--- Dataset content ---

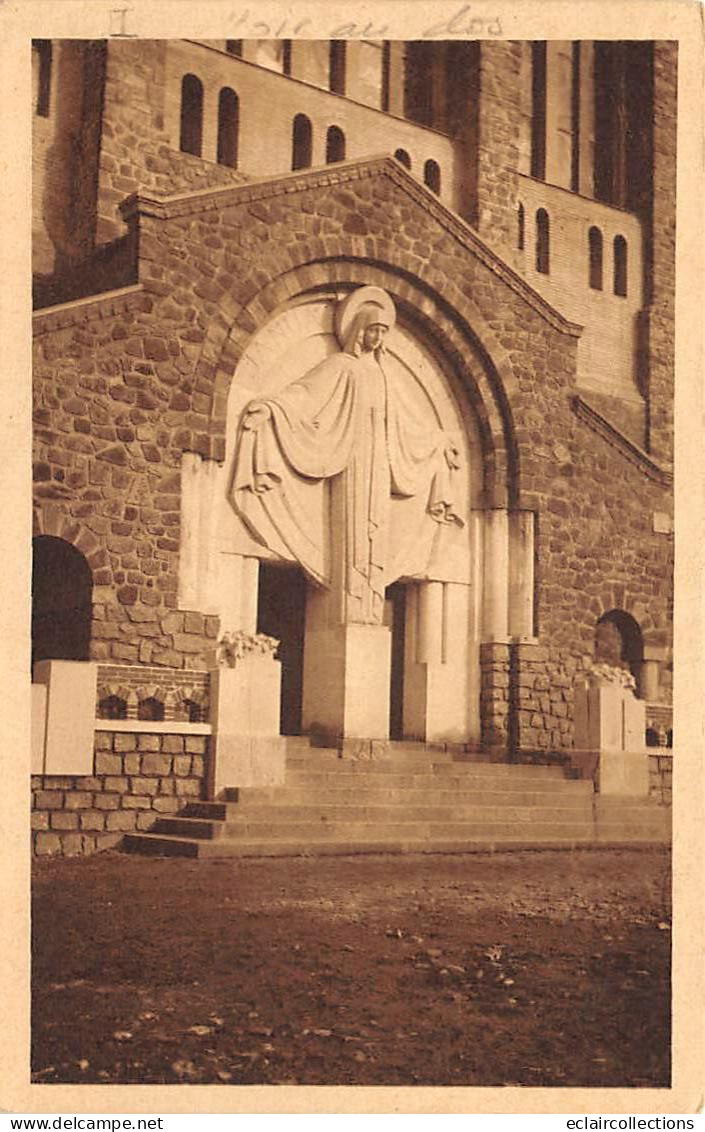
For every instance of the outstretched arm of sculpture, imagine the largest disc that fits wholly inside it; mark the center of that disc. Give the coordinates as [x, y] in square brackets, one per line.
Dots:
[452, 454]
[256, 414]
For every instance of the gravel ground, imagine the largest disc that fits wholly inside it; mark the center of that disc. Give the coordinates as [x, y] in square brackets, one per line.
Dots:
[524, 968]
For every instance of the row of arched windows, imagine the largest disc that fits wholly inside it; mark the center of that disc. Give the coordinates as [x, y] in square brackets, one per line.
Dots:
[542, 248]
[431, 170]
[619, 262]
[190, 138]
[151, 709]
[191, 127]
[594, 242]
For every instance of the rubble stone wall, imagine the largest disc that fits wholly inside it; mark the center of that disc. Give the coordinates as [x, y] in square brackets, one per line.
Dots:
[126, 386]
[137, 778]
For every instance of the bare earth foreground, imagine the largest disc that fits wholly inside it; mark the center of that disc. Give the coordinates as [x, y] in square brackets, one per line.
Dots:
[525, 968]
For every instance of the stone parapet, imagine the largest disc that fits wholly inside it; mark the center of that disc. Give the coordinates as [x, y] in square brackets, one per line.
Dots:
[136, 779]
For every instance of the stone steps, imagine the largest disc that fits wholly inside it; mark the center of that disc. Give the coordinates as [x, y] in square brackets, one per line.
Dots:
[374, 816]
[409, 798]
[222, 849]
[369, 796]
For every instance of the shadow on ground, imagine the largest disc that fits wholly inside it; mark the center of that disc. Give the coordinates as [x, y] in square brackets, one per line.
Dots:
[526, 968]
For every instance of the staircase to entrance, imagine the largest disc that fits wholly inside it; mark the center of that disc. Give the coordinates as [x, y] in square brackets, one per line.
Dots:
[410, 798]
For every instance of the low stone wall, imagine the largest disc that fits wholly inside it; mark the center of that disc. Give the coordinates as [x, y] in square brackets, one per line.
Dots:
[137, 778]
[661, 775]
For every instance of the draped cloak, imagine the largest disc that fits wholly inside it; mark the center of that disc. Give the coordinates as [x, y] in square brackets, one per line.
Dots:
[344, 418]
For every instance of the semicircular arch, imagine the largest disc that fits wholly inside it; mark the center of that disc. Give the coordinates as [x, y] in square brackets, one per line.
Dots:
[463, 339]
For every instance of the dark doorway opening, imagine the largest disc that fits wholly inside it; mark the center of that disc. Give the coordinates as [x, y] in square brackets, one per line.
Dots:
[61, 601]
[395, 600]
[281, 614]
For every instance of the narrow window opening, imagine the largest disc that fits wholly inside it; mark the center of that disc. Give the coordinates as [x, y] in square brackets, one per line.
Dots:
[191, 116]
[229, 128]
[335, 145]
[386, 71]
[42, 62]
[538, 117]
[302, 143]
[594, 242]
[542, 242]
[151, 709]
[337, 67]
[620, 265]
[575, 120]
[431, 176]
[112, 708]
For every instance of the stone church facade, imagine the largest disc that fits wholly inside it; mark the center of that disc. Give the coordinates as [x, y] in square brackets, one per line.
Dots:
[201, 212]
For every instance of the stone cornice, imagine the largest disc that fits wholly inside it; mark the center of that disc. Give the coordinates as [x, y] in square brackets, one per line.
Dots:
[617, 439]
[143, 204]
[80, 310]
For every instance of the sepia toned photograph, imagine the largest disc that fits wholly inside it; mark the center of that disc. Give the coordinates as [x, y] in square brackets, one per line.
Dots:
[352, 559]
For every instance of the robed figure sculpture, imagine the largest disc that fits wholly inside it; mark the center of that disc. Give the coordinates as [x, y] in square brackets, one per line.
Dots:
[345, 420]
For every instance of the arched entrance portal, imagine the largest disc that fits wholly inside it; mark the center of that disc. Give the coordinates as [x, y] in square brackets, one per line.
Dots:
[402, 660]
[281, 614]
[61, 601]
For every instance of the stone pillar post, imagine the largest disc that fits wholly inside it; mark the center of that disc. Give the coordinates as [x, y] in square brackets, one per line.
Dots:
[522, 574]
[440, 679]
[244, 711]
[346, 672]
[496, 599]
[69, 713]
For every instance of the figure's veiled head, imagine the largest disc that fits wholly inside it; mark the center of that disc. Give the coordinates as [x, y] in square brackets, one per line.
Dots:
[363, 319]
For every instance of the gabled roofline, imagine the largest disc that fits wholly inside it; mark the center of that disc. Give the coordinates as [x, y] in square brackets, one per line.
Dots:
[144, 204]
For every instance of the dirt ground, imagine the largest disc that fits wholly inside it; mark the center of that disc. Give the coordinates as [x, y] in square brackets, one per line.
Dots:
[525, 968]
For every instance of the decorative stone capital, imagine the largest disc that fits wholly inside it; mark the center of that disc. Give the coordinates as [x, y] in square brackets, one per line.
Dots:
[239, 645]
[608, 674]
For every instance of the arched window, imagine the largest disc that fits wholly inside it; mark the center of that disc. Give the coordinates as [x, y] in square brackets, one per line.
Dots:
[41, 68]
[302, 143]
[386, 74]
[151, 709]
[620, 265]
[112, 708]
[192, 711]
[431, 176]
[619, 642]
[61, 600]
[543, 251]
[335, 145]
[229, 127]
[538, 110]
[191, 114]
[594, 247]
[336, 80]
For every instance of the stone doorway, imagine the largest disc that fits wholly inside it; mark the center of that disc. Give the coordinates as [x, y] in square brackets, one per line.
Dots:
[61, 601]
[281, 614]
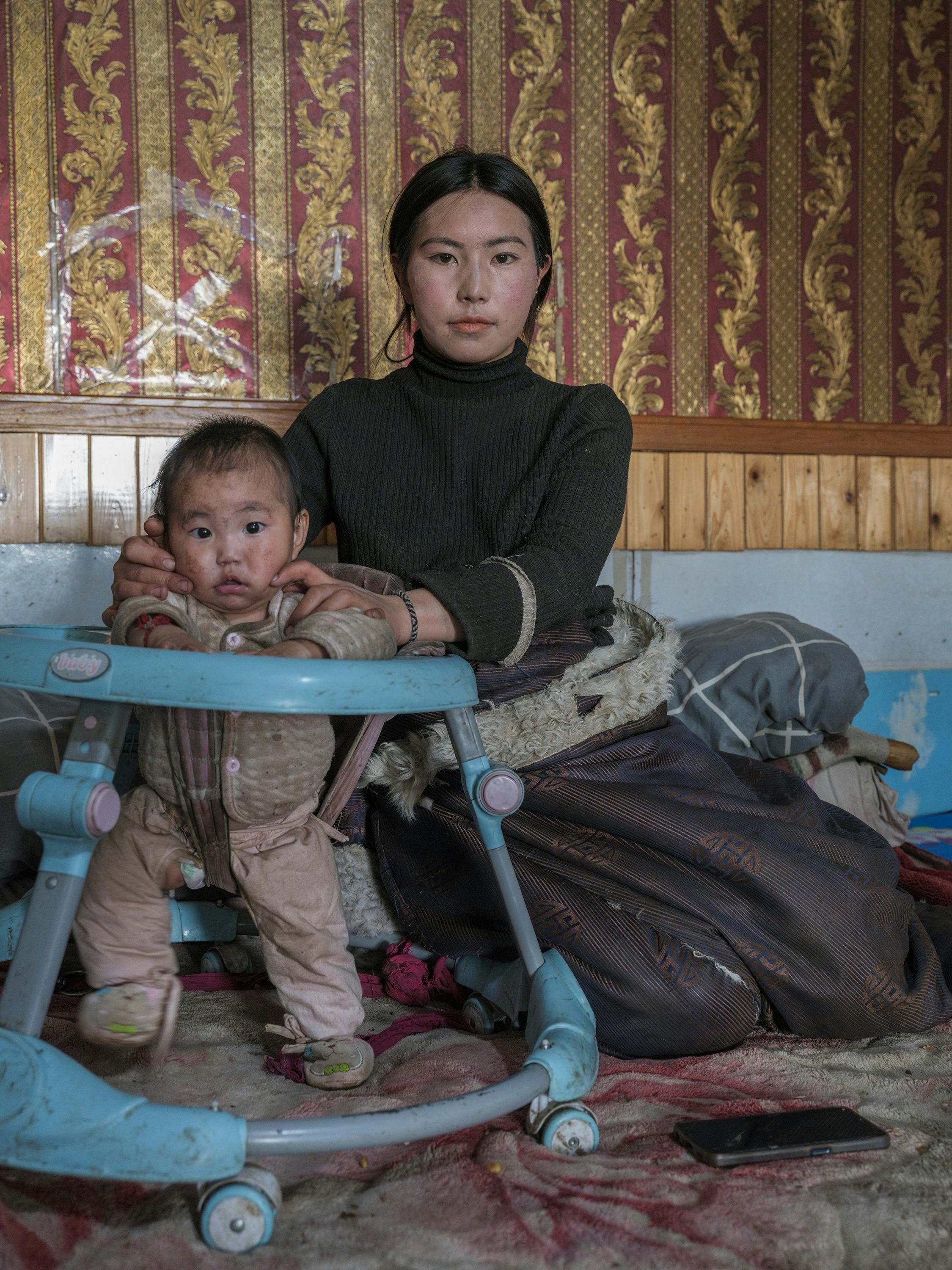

---

Exercise directions | Which lines of the data above contain the string "opening", matching case exactly? Copy out each one.

Written response |
For every instance of the dark doorway opening, imagine the largest disc that fits wholly inside it; mark the center of that disc. Give the coordinates as [x, y] in square brackets, one per line.
For every instance of the narrow window opening, imagine the largest disc that fits wholly inside it; mark the center of that disc. Give the coordinates as [x, y] in square brackets, one per line.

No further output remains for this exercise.